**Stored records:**
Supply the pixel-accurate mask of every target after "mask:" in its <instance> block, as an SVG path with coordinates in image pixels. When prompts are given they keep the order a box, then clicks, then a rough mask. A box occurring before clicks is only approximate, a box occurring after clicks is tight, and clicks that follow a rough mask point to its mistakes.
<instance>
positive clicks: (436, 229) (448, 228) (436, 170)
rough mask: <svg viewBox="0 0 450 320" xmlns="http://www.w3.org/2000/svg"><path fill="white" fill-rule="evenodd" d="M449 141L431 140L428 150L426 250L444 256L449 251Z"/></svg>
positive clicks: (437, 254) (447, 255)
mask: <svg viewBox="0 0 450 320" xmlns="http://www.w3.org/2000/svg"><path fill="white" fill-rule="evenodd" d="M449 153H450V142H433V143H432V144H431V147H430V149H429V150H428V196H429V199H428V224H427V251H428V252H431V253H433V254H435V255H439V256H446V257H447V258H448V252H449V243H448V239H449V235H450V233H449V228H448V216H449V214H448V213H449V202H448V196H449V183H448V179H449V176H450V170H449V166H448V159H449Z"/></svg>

...

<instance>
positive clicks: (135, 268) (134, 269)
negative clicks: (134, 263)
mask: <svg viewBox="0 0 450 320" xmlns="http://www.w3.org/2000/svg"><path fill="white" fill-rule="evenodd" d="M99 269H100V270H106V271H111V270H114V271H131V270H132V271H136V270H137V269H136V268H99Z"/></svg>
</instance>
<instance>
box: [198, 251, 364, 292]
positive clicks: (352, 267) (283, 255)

**What is being asked:** Please revise the rows from the line that has "</instance>" through the line that has "positive clicks: (352, 267) (283, 255)", putting "foreground clicks" in place of "positive clicks" and leaving everything else unchanged.

**Written answer:**
</instance>
<instance>
box: [198, 251, 364, 292]
foreground clicks: (352, 267) (283, 255)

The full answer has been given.